» Document extract:
Some of the features of the Wolfram Language FFI include working with a range of types (both atomic and composite), supporting the use of callbacks, working with very low-level structures and integrating with an automatic memory management system.

A key function is ForeignFunctionLoad, which is used here to load the function "addone" from the example library "compilerDemoBase", giving argument and result types. The result is a ForeignFunction object:

The function can be called in the normal way for a Wolfram Language function:

When this function is called, the input, which is an expression and comes from the Wolfram interpreter, is converted into the native C type. This form of conversion is a key part of the Wolfram Compiler.

The Wolfram Language functions that work with libraries using FFI can take the library as a relative or an absolute path. Also, the platform-specific extension can be left out.

Libraries

A useful function for working with libraries is FindLibrary, which will return the absolute pathname, looking in paclets and other library paths. It also takes care of adding the appropriate extension for your platform:

The compilerDemoBase library is included in the Wolfram Language distribution. You can see its source as follows:

This shows the addone function, along with a number of others that will be used for examples in this tutorial:

The source includes a header file "WolframLibrary.h" only to get a definition for the macro DLLEXPORT. The macro specifies that the function is to be exported from the library; the details of how this is done are different on different platforms. This is the only reason this header file is included.

You can also load existing libraries. Alternatively, you can create your own libraries from within the Wolfram Language. This is quite useful for learning about using FFI and will be used in other examples in this tutorial.

Function Arguments and Results

Arguments to and results from FFI functions are determined by specifying their types, with support for a range of different types. There is a list on the function page for ForeignFunctionLoad. Some types are atomic types such as "CInt" or "CDouble" that map onto standard definitions for the platform. They are also supported in the Wolfram Compiler. This section will show how to work with different types.

Pointers

Pointers are blocks of memory that can be passed into functions, perhaps for storing an individual value; they are supported by the FFI functions. One example is the addonePointer function from the compilerDemoBase library; the C source is shown below.

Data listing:
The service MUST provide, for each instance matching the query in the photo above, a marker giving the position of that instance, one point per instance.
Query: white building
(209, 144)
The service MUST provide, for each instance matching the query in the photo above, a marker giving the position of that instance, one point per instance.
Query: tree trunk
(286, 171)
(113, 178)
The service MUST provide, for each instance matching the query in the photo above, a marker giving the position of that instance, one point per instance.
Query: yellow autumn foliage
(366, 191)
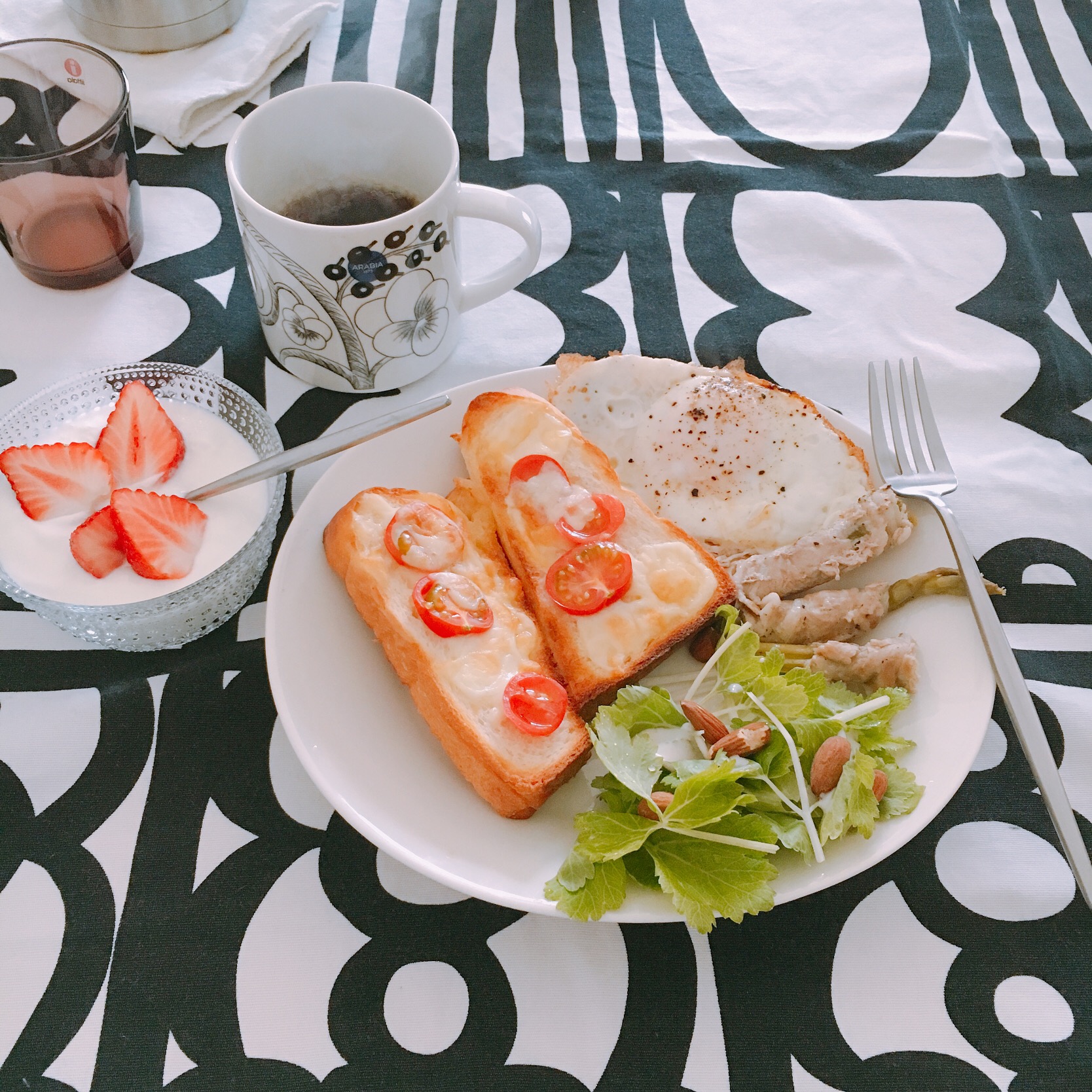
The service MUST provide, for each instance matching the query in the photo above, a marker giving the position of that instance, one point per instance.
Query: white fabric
(185, 93)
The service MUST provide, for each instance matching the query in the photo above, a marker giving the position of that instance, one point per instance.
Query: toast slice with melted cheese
(676, 585)
(458, 683)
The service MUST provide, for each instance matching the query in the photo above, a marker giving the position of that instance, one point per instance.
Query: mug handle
(484, 202)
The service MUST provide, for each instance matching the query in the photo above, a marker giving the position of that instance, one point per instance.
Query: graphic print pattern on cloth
(977, 113)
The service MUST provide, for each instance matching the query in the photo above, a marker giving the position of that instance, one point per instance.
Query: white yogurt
(36, 554)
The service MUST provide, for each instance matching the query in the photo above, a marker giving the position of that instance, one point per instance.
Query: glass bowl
(185, 614)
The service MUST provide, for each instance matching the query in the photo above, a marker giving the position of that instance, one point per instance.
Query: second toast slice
(676, 585)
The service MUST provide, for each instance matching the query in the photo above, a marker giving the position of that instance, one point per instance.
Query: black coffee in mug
(345, 206)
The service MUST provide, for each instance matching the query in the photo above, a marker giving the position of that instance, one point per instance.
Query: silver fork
(912, 474)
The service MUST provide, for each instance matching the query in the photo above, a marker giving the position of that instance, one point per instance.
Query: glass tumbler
(70, 213)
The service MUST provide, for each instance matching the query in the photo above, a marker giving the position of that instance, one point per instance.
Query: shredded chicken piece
(833, 615)
(886, 661)
(869, 526)
(838, 614)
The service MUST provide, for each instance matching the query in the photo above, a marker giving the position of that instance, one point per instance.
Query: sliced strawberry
(95, 544)
(140, 441)
(160, 533)
(57, 479)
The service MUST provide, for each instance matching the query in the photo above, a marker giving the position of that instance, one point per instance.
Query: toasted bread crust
(511, 792)
(583, 680)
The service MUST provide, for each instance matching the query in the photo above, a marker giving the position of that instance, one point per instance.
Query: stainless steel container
(153, 26)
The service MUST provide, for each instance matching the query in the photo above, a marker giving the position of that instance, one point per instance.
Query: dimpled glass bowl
(164, 621)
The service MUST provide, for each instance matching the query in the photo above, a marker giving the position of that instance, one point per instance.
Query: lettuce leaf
(604, 890)
(614, 794)
(903, 792)
(575, 869)
(852, 804)
(727, 796)
(637, 708)
(632, 760)
(792, 833)
(642, 868)
(704, 797)
(606, 835)
(756, 828)
(706, 879)
(774, 759)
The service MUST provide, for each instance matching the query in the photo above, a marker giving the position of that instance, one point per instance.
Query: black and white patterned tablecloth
(809, 185)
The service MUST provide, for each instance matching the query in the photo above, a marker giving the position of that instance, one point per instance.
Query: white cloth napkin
(185, 93)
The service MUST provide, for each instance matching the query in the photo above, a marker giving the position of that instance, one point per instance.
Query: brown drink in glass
(69, 200)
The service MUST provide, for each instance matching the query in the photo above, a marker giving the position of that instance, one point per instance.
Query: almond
(827, 766)
(704, 644)
(757, 735)
(709, 724)
(663, 801)
(743, 742)
(879, 784)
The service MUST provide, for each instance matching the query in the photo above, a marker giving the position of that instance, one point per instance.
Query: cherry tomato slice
(451, 605)
(421, 536)
(530, 465)
(536, 704)
(610, 513)
(590, 578)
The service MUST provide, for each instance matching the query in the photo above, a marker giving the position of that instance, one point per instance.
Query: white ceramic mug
(373, 306)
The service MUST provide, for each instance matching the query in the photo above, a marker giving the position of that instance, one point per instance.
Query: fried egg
(742, 465)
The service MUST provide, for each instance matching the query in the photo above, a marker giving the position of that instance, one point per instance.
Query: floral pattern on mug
(412, 318)
(305, 328)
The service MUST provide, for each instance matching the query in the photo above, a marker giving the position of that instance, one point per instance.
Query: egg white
(742, 465)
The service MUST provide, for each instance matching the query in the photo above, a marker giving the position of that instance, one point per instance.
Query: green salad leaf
(604, 890)
(575, 871)
(637, 708)
(631, 759)
(852, 803)
(903, 792)
(706, 879)
(694, 852)
(704, 797)
(605, 835)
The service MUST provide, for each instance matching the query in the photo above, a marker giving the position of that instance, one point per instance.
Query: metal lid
(145, 26)
(145, 13)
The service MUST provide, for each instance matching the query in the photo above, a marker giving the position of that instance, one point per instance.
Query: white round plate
(361, 740)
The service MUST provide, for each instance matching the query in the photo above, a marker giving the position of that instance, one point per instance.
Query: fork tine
(900, 447)
(937, 454)
(884, 458)
(909, 402)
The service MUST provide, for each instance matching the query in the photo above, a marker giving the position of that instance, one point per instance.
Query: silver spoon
(319, 449)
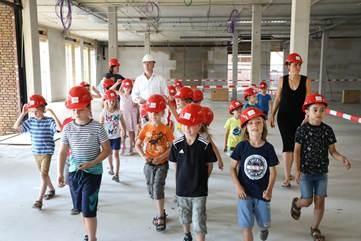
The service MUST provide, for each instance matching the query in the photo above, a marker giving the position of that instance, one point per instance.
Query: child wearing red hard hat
(314, 140)
(253, 171)
(42, 130)
(193, 157)
(87, 154)
(156, 138)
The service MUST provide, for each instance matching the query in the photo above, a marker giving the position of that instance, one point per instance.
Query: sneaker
(188, 237)
(74, 211)
(263, 234)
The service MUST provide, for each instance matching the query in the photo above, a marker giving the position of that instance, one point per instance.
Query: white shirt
(144, 87)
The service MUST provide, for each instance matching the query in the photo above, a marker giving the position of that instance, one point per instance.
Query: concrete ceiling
(203, 20)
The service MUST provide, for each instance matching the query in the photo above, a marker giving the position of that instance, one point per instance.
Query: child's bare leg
(131, 140)
(91, 227)
(116, 162)
(247, 234)
(318, 211)
(200, 237)
(288, 159)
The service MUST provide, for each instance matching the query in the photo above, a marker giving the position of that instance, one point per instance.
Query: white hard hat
(148, 58)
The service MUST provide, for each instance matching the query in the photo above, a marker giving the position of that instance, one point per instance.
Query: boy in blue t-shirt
(264, 99)
(253, 171)
(42, 130)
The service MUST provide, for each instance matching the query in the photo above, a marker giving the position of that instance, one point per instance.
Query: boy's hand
(61, 182)
(86, 165)
(267, 194)
(220, 165)
(297, 177)
(346, 163)
(241, 193)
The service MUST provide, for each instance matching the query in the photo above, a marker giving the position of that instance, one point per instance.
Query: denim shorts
(251, 208)
(313, 185)
(193, 210)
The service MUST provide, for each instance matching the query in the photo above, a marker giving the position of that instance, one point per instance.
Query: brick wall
(9, 87)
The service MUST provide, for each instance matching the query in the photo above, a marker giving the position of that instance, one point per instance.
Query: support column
(323, 72)
(234, 64)
(147, 43)
(300, 26)
(113, 32)
(32, 50)
(256, 43)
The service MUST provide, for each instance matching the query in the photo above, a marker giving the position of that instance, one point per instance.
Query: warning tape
(353, 118)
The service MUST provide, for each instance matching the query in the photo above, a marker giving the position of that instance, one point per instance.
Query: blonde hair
(245, 134)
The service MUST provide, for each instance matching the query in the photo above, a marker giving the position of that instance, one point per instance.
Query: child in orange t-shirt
(153, 145)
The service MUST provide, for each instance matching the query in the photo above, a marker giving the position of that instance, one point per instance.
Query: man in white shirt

» What is asked: Carry on the Wolfram Language FFI tutorial from the point where it stops. The rows are not needed.

» Task answer:
int addonePointer (int in, int* out) {
    *out = in + 1;
    return 0;
}

This function can called with FFI using ForeignFunctionLoad as shown below. The pointer argument is given a "RawPointer" wrapping the thing that the pointer points toin this case, "CInt". Again, this form of type specification is very much part of the Wolfram Compiler:

Of course, this creates the function, but to call it you need to be able to make a Wolfram expression that works for the pointer. This can be done with RawMemoryAllocate:

The result from RawMemoryAllocate is actually a ManagedObject that contains a RawPointer. Managing something allows memory to be collected when it is no longer used and is discussed in detail in a later section. Typically, you can use a ManagedObject in places that expect the thing that it is managing.

This calls the function. The return value is 0, as expected:

To see the value stored in the pointer, you can use RawMemoryRead:

So this has shown how to load a function that stores a value in a pointer. A suitable pointer was created, the function was called and the stored value was retrieved.

The result of RawMemoryAllocate is actually a "RawPointer" wrapped in a "ManagedObject". This gives a memory management system to raw blocks of memory. The details of this are discussed in a later section.

One important type of pointer is "OpaqueRawPointer". This is equivalent to the C type void*, a pointer that does not really point to anything specific.

Arrays

Arrays are another form of memory usage, a block of memory that can store one or more elements of the same type; they are also supported by the FFI functions. One example is used in the populateArray function from the compilerDemoBase library as shown below.

int populateArray(long* arr, long len) {
    for(int i = 0; i < len; i++)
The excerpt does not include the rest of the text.